━━ PAGE TEXT

Ride TV’s Cowgirls

RideTV
November 26, 2019
In The Mix

Horse Power

A cable network seeks to serve the equestrian market.

Paula Hendrickson

Some 30 million Americans ride horses, but the audience for Ride TV — with its rodeos, races, vintage cowboy fare and modern equestrian lifestyle programming — extends well beyond that universe.

"We're available in about 45 million homes," says Craig Morris, president and cofounder of the Texas-based network, which launched in 30,000 homes in 2014, then went national via DISH a year later.

Its viewers, of course, include horse owners, riders and cutting-horse champions, like Morris himself. But it also seeks to entertain and educate casual horse lovers.

"There's an inherent love and respect for the animal that transcends generations," Morris says. "It transcends culture and geography. If you think about it, every great nation of the world was built off the back of a horse."

━━━━
━━ DATA

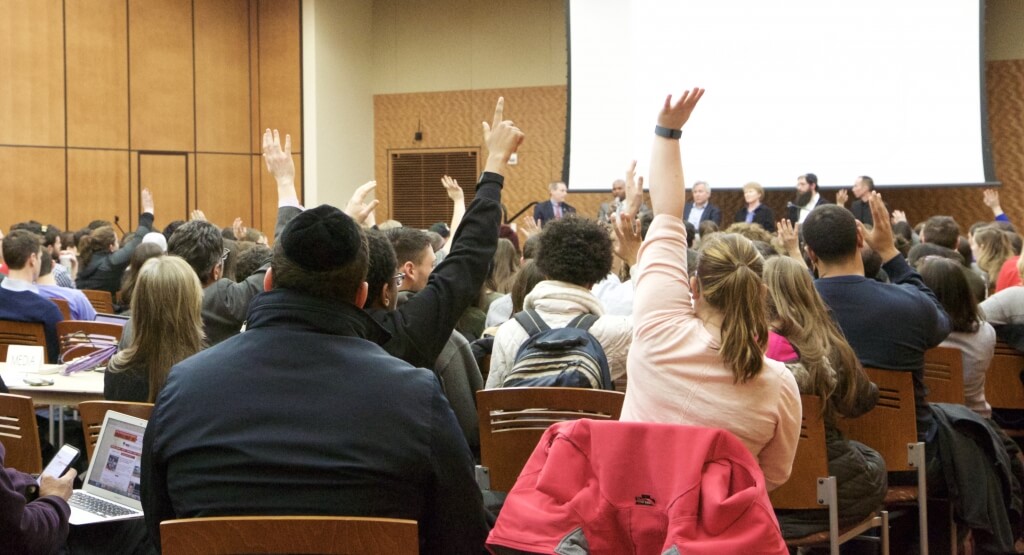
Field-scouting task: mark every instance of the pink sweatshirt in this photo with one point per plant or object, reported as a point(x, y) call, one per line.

━━━━

» **EXERCISES**:
A – According to the Ride TV article, in how many homes did the network launch in 2014?
B – Resume the article about the Ride TV cable network, starting after its final sentence.

» **ANSWERS FOR THIS EXERCISE**:
A – 30,000 homes.

B –
Outside the U.S., the network is available in Canada and Ecuador, and Morris sees further potential in international markets. In the meantime, it already has a streaming app, Ride TV Go.

"Nobody had ever brought Western, English, rodeo, racing — all the facets of the equestrian world together in one place," he says.

Broadcast networks, ESPN2, the Outdoor Channel and smaller networks offered some equine programming, but Morris envisioned airing live events and competitions, like Ride TV's weekly The Stockyards Pro Rodeo or barrel racing (a rodeo event that generally features women riders).

"We looked at what was popular [on other networks] and recreated similar types of programming, but put an equestrian spin on it," says Morris, who executive-produces many of the original series, some of which veer beyond the track or rodeo ring.

For example, Rock Star Vets looks at a noted equine surgeon, Ridiculous Ranches explores high-end real estate and Southern Fried Skinnyfied cooks up healthier twists on favorite southern foods. Ride TV is also the exclusive TV home of the world's largest sanctioning body of equestrian events, the Fédération Équestre Internationale.

"It's aimed at the horse lover," Morris says of the network lineup. "Possibly someone who lives in the city and aspires to have a place where they can go on weekends and ride and get back to a simpler life. That's where the channel is headed — to a much broader audience that loves the horse and that type of lifestyle."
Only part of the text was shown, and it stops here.